How do you measure something? I would say by the tasks it does.
When I look at purchases that I have made over my lifetime, I think of them as the rewards that they will provide me, the tasks that they will be able to accomplish, the jobs that they will do for me.
Recently I received the annual statement and bill for my life insurance. In fact, I received a bill for one of my life insurance policies because I own a portfolio of policies. It’s very, very seldom that one life insurance policy is going to be adequate to do all the tasks that you would like them to do. You should think of a life insurance portfolio as you would a stock portfolio, a mutual fund portfolio, a portfolio of certificates of deposit. It’s just another portfolio in your financial life, but I happen to know that I am getting the best value for the money that I am spending. So, when I receive my annual statement, it said I am spending “X” going into this policy, and I’m receiving “X”. In fact, all of the money that I’m putting in, plus why. I’m also receiving a rate of return if I don’t even take into consideration any of the other jobs that my life insurance is doing. I’m receiving all of my money, the premium going into the policy, and I am receiving money above and beyond to actually give me an internal rate of return on the equity inside my life insurance policy, but that is not the sole reason for owning that life insurance policy, or all the other ones that I own inside my portfolio, it’s the other things it will do for me.

Data section:
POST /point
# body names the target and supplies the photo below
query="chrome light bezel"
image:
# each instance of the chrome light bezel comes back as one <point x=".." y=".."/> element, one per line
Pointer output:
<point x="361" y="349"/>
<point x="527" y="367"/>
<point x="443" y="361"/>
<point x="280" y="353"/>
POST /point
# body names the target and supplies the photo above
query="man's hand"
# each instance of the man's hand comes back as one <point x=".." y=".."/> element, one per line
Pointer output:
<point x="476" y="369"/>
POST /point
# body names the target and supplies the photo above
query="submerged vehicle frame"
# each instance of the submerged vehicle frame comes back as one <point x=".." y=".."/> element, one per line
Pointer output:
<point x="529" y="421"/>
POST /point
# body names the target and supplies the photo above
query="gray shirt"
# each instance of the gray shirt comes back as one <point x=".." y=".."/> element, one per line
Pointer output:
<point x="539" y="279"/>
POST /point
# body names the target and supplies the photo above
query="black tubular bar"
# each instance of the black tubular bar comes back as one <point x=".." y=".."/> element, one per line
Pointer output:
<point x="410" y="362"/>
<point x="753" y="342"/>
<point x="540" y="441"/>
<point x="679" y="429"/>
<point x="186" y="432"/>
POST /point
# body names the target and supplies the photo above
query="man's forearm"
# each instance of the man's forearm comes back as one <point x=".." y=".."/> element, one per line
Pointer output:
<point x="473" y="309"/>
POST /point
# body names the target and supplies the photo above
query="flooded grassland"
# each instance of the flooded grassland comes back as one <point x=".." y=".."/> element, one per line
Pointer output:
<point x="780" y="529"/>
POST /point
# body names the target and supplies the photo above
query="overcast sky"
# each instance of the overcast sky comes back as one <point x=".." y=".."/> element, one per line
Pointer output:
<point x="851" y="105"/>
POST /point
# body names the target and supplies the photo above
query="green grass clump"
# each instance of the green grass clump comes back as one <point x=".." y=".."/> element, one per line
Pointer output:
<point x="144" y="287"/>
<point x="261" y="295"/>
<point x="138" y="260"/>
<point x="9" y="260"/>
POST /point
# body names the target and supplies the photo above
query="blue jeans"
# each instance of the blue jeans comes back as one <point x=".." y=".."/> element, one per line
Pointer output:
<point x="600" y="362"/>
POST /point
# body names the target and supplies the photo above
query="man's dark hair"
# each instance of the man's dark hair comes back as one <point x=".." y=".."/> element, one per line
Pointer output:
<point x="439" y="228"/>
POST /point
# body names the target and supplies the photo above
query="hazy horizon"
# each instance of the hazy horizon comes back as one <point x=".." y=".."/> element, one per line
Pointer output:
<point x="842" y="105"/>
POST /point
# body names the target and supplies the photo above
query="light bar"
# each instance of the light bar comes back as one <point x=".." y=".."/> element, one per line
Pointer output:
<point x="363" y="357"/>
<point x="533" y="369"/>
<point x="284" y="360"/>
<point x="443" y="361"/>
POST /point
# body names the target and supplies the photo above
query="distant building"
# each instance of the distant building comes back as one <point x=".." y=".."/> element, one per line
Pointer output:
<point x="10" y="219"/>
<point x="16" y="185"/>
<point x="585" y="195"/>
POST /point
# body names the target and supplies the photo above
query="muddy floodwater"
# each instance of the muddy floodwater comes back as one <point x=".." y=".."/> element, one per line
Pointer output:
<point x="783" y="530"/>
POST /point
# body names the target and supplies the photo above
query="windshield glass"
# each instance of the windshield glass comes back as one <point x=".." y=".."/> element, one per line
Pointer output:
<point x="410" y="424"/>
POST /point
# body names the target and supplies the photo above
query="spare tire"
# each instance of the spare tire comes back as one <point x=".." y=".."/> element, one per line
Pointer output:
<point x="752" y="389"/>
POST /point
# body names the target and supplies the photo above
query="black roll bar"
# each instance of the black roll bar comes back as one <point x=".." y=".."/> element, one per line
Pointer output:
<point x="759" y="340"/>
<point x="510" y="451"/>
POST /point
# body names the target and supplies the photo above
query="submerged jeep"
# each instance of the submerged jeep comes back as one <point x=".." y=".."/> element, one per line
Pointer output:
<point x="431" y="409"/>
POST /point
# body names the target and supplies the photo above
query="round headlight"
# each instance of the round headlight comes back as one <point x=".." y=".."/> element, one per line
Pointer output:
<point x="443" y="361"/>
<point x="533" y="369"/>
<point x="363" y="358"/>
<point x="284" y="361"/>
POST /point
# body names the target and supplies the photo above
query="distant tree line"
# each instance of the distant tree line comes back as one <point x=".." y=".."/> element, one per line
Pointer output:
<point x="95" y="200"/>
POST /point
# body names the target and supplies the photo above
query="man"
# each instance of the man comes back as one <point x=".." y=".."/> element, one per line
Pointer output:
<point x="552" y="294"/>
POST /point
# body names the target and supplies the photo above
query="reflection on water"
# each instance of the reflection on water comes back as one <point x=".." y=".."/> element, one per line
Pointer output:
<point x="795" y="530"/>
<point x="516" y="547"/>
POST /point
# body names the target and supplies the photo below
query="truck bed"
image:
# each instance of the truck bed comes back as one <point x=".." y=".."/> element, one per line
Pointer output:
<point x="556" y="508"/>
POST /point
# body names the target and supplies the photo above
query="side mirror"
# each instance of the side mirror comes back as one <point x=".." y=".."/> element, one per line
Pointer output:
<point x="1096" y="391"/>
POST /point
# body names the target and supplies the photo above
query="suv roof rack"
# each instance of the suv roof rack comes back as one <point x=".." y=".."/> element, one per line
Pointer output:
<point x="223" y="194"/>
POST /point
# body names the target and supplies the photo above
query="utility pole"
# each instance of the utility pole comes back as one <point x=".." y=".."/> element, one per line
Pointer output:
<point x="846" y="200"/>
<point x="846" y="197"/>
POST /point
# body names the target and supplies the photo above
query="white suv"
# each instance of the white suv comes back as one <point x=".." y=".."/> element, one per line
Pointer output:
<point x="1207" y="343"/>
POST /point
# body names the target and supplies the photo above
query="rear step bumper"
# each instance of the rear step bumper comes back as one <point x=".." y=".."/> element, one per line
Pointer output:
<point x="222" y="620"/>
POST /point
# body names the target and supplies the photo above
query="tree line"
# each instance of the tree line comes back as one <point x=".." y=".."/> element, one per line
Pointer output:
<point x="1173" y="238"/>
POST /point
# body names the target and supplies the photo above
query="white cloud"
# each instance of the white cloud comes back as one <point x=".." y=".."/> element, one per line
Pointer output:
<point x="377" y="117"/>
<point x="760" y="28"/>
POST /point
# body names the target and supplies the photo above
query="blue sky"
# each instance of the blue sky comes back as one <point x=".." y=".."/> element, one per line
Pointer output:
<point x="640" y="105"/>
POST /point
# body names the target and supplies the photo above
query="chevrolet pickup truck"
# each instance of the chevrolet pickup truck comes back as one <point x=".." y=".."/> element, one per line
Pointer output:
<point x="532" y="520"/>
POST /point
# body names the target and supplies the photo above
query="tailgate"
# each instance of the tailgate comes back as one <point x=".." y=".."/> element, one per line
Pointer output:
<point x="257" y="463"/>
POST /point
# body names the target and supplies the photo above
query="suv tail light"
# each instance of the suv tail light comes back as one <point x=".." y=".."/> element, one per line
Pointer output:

Study questions:
1 – Write out the life insurance text word for word, starting at "When I look" and ending at "they will do for me.".
2 – Render this sentence from the life insurance text in Spanish: "Recently I received the annual statement and bill for my life insurance."
These lines were drawn from a separate source.

Solutions per task:
1 –
When I look at purchases that I have made over my lifetime, I think of them as the rewards that they will provide me, the tasks that they will be able to accomplish, the jobs that they will do for me.

2 – Hace poco recibí el estado de cuenta anual y la factura de mi seguro de vida.